## TASKS TO COMPLETE
1. In the text on ventricular tachycardia, what heartbeats meet the diagnostic criteria for the condition?
2. Return, word for word, the stretch of the ventricular tachycardia text from "Ventricular tachycardia or V-tach" through "serious medical emergency.".

## PAGE EXTRACT
━━━━━━━━━━━━━━━━━━━━
What is Ventricular Tachycardia?

Mary McMahon

Ventricular tachycardia or V-tach is an abnormally rapid heartbeat. Three or more heartbeats at a rate of 100 beats per minute or above fit the diagnostic criteria for ventricular tachycardia. In some patients, the rapid heartbeat resolves on its own within 30 seconds, while in others, it may be sustained, lasting more than 30 seconds. This heart rhythm is a sign of an underlying cardiac problem and it can precede a serious medical emergency.

Ventricular tachycardia can be diagnosed using an electrocardiograph machine.
Ventricular tachycardia can be diagnosed using an electrocardiograph machine.

As the name suggests, ventricular tachycardia originates in the ventricles of the heart. The part of the heart muscle responsible for regulating contractions of the ventricles fires prematurely, causing the ventricles to contract too soon. A distinctive heart rhythm can be seen on an electrocardiograph (ECG), allowing a doctor to diagnose ventricular tachycardia. Since the condition can be intermittent, patients at risk may be asked to wear a mobile monitor to record heart rhythms, allowing a doctor to identify periods of rapid heart rate as they occur over the course of the day.
━━━━━━━━━━━━━━━━━━━━
## DATA

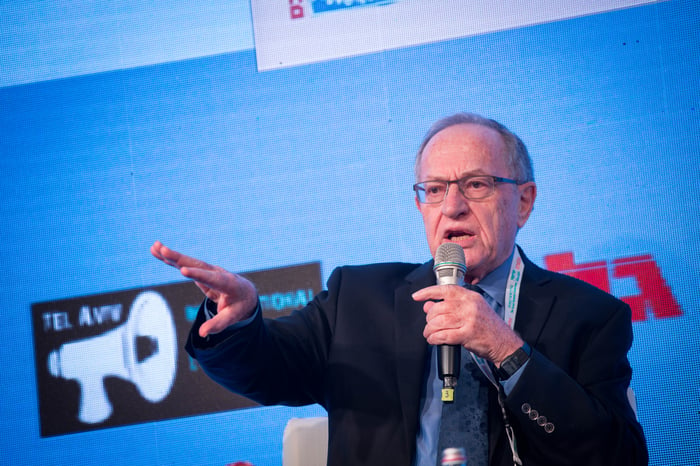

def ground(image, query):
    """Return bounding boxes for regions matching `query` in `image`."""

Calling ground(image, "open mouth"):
[445,230,474,242]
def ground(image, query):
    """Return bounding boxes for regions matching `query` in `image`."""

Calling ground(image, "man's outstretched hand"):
[151,241,258,337]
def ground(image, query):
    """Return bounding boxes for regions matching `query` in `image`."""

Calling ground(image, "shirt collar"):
[476,247,515,308]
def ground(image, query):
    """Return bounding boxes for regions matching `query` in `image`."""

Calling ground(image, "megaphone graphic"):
[48,291,177,424]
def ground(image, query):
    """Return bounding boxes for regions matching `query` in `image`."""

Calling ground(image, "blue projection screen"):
[0,0,700,466]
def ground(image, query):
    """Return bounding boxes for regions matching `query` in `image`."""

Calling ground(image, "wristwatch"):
[496,342,532,380]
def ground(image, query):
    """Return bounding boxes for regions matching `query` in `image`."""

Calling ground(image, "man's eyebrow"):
[423,168,488,181]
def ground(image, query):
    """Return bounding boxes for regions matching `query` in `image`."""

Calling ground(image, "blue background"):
[0,0,700,466]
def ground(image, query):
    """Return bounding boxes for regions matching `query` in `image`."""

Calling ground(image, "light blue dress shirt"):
[414,249,528,466]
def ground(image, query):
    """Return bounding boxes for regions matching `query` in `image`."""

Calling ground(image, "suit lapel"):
[515,251,556,346]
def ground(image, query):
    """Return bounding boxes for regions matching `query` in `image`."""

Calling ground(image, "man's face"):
[416,124,536,281]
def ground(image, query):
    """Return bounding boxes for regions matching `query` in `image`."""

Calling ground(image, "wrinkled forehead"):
[416,124,510,180]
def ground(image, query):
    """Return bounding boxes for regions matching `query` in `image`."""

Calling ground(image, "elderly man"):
[151,114,648,466]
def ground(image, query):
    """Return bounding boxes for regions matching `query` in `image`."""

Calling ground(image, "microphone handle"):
[438,345,462,380]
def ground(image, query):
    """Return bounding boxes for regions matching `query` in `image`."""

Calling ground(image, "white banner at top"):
[251,0,658,71]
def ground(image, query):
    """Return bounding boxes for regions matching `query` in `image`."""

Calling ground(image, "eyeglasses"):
[413,175,520,204]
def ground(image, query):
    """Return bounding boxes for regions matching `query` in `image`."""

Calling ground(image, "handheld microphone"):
[433,243,467,403]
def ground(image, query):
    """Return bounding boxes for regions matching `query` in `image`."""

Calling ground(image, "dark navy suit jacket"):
[186,249,648,466]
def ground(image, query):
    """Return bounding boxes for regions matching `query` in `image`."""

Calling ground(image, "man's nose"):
[442,184,469,218]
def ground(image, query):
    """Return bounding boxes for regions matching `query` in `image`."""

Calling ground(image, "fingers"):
[151,241,214,269]
[412,285,479,301]
[199,298,257,338]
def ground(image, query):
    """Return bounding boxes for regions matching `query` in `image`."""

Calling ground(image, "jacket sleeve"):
[506,298,648,466]
[185,272,339,406]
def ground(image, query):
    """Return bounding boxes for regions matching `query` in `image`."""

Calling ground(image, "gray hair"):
[414,113,535,183]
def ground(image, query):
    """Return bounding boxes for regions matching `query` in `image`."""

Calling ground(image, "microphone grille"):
[435,243,466,265]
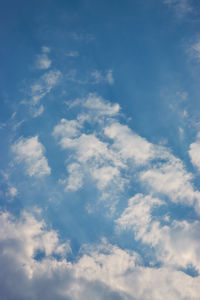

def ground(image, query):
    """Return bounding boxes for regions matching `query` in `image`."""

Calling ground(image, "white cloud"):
[53,119,81,143]
[140,155,200,205]
[31,70,62,105]
[42,46,51,53]
[82,94,120,116]
[11,136,51,177]
[53,94,200,212]
[116,194,200,271]
[91,70,114,85]
[0,212,200,300]
[35,54,52,70]
[189,134,200,171]
[163,0,193,17]
[104,122,155,165]
[33,105,44,118]
[105,70,114,84]
[59,163,83,191]
[8,186,18,198]
[116,194,164,236]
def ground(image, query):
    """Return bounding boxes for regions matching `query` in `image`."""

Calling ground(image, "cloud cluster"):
[53,94,200,213]
[11,136,51,177]
[0,212,200,300]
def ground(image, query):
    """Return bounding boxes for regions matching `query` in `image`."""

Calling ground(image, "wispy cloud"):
[91,70,114,85]
[11,136,51,177]
[35,54,52,70]
[0,212,200,300]
[66,51,79,57]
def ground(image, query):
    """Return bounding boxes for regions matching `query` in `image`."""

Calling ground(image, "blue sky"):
[0,0,200,300]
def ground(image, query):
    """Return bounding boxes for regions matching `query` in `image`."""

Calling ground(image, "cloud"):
[91,70,114,85]
[35,54,52,70]
[189,134,200,171]
[116,194,200,271]
[0,212,200,300]
[42,46,51,53]
[104,122,155,165]
[30,70,61,105]
[11,136,51,177]
[53,94,200,213]
[33,105,44,118]
[82,93,120,116]
[59,163,83,191]
[8,186,18,198]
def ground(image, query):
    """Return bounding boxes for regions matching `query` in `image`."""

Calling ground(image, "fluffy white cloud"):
[189,135,200,171]
[59,163,83,191]
[163,0,193,17]
[140,155,200,205]
[31,70,61,105]
[8,186,18,198]
[82,94,120,116]
[33,105,44,118]
[116,194,200,271]
[11,136,51,177]
[35,54,51,70]
[0,212,200,300]
[104,122,155,165]
[116,194,164,237]
[53,94,200,212]
[91,70,114,85]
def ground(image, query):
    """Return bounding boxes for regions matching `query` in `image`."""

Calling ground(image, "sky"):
[0,0,200,300]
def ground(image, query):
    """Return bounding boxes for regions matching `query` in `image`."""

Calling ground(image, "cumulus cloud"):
[104,122,155,164]
[0,212,200,300]
[140,155,200,205]
[35,54,52,70]
[11,136,51,177]
[30,70,61,105]
[53,94,200,212]
[189,134,200,171]
[91,70,114,85]
[8,186,18,198]
[59,163,83,191]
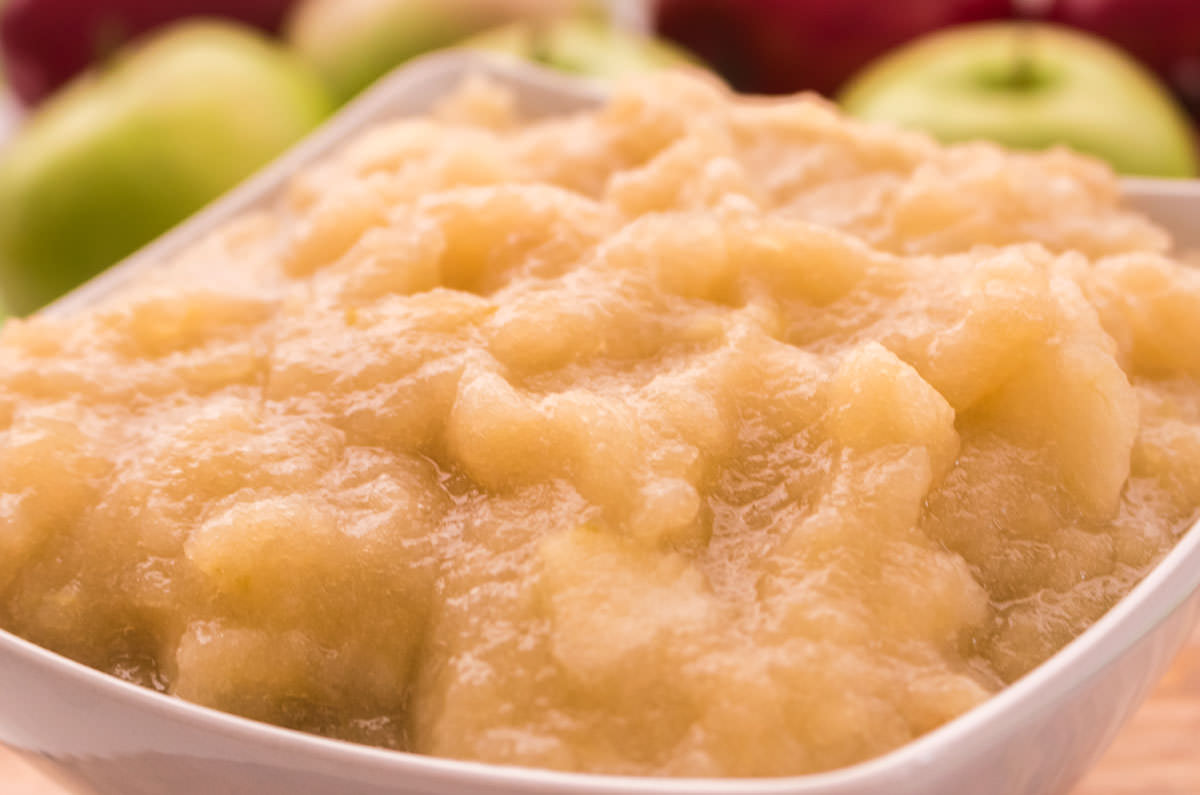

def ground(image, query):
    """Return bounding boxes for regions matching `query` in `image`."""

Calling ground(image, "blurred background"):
[0,0,1200,315]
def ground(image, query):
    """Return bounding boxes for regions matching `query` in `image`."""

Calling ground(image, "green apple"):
[0,22,331,313]
[840,22,1196,177]
[462,17,696,78]
[284,0,583,102]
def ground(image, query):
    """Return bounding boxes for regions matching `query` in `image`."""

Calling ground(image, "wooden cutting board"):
[0,627,1200,795]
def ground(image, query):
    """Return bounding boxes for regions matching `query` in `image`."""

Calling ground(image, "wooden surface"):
[0,627,1200,795]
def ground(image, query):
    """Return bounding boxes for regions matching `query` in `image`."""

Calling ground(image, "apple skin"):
[461,17,696,78]
[655,0,1014,95]
[840,22,1196,177]
[0,0,294,104]
[0,22,331,313]
[284,0,580,102]
[1048,0,1200,114]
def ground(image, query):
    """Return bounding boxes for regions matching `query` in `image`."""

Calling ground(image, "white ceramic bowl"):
[0,54,1200,795]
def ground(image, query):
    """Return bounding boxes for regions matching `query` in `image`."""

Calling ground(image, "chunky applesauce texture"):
[0,73,1200,776]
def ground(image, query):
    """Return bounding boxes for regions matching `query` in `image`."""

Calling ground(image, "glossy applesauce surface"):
[0,74,1200,776]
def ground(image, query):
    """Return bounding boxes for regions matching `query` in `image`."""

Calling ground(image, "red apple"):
[655,0,1014,94]
[0,0,293,104]
[1049,0,1200,113]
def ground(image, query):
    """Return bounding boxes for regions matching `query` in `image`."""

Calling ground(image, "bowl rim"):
[0,52,1200,795]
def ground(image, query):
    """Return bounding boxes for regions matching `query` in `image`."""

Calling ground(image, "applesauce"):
[0,74,1200,776]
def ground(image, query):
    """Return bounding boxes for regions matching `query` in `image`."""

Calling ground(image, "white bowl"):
[0,54,1200,795]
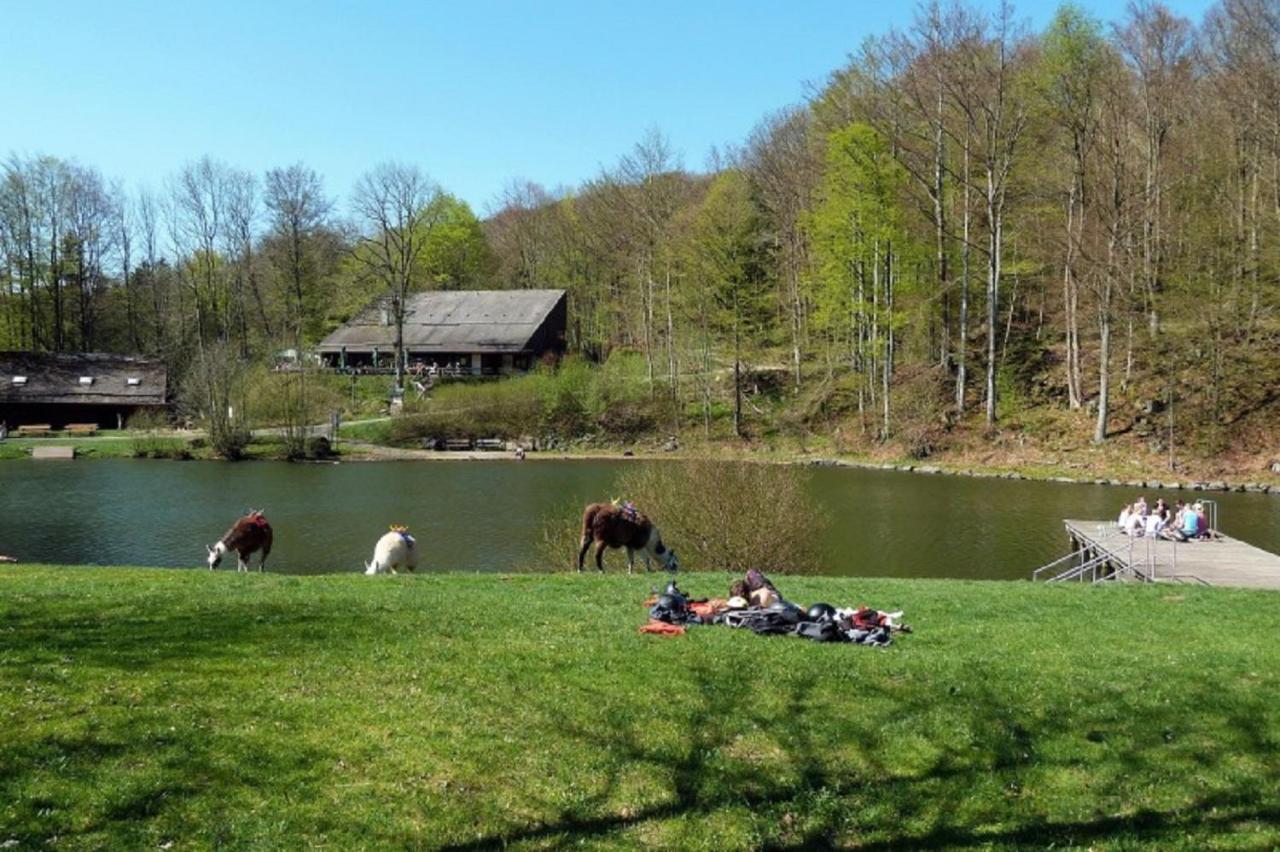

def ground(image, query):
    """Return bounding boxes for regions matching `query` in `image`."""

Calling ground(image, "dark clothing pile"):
[649,569,910,647]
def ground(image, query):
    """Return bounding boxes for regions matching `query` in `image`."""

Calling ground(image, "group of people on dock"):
[1117,496,1213,541]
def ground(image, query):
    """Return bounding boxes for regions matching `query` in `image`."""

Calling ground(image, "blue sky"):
[0,0,1210,214]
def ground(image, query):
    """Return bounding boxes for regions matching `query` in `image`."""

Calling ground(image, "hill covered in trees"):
[0,0,1280,469]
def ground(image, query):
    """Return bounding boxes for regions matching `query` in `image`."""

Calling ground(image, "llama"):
[577,503,680,574]
[365,527,417,574]
[205,509,271,573]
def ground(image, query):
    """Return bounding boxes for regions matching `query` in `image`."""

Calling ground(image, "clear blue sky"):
[0,0,1210,214]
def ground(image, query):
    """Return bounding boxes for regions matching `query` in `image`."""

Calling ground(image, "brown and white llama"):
[577,503,680,574]
[205,509,271,572]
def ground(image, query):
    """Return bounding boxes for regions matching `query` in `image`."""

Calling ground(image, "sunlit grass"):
[0,567,1280,849]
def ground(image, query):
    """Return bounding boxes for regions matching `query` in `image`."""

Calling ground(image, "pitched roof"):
[319,290,564,352]
[0,352,168,406]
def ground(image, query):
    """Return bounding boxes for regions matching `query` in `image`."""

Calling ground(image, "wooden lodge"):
[317,290,568,376]
[0,352,169,434]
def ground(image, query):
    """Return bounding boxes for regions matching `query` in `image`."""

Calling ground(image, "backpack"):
[795,622,845,642]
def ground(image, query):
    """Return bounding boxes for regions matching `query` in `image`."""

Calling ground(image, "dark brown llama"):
[205,509,271,572]
[577,503,680,574]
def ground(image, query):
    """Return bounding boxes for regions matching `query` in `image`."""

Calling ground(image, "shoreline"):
[0,436,1280,495]
[324,441,1280,495]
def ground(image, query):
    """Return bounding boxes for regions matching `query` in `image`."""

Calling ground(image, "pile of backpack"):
[646,571,911,647]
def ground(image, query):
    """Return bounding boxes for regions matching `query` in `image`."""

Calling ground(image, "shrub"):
[307,435,333,459]
[129,412,191,459]
[538,462,827,573]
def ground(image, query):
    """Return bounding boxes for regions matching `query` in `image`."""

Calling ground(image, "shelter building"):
[0,352,169,429]
[317,290,568,376]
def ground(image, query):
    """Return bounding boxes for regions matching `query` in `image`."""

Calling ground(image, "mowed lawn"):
[0,565,1280,849]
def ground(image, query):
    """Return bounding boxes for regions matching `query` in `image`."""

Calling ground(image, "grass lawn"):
[0,565,1280,849]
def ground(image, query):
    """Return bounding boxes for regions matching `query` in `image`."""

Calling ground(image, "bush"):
[307,435,333,459]
[538,462,827,574]
[129,412,191,459]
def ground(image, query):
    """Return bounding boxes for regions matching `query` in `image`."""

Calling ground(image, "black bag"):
[795,622,845,642]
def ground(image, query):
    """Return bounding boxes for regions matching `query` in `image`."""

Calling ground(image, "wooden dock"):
[1032,519,1280,590]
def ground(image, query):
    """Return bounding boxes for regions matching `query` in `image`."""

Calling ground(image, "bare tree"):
[746,109,822,388]
[264,162,333,340]
[950,0,1027,425]
[352,162,440,386]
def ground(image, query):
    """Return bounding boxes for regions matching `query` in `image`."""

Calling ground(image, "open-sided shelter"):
[0,352,169,429]
[317,290,568,375]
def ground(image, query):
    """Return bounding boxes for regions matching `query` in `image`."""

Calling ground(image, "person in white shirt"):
[1146,512,1165,537]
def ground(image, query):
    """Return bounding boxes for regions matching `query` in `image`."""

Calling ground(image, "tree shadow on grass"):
[442,652,1280,852]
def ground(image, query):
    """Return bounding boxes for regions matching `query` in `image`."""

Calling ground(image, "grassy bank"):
[0,565,1280,849]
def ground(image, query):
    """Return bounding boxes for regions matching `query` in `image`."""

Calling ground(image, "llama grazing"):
[365,527,417,574]
[205,509,271,572]
[577,503,680,574]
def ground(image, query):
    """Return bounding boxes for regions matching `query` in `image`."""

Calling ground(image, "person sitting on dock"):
[1116,503,1133,535]
[1178,505,1199,539]
[1192,501,1213,540]
[1143,512,1165,539]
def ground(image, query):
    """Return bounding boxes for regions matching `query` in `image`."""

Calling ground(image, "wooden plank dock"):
[1032,519,1280,590]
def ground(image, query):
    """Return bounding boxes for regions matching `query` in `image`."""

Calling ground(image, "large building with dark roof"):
[317,290,568,375]
[0,352,169,429]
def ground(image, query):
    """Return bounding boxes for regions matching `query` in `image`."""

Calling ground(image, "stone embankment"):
[799,458,1280,495]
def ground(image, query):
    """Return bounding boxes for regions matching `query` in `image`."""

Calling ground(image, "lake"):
[0,459,1280,580]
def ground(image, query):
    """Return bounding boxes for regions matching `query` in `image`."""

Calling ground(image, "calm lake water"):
[0,459,1280,580]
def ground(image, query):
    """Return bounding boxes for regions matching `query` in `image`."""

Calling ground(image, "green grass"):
[0,565,1280,849]
[0,432,133,459]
━━━━━━━━━━━━━━━━━━━━
## YOUR RESPONSES
1. Three or more heartbeats at a rate of 100 beats per minute or above.

2.
Ventricular tachycardia or V-tach is an abnormally rapid heartbeat. Three or more heartbeats at a rate of 100 beats per minute or above fit the diagnostic criteria for ventricular tachycardia. In some patients, the rapid heartbeat resolves on its own within 30 seconds, while in others, it may be sustained, lasting more than 30 seconds. This heart rhythm is a sign of an underlying cardiac problem and it can precede a serious medical emergency.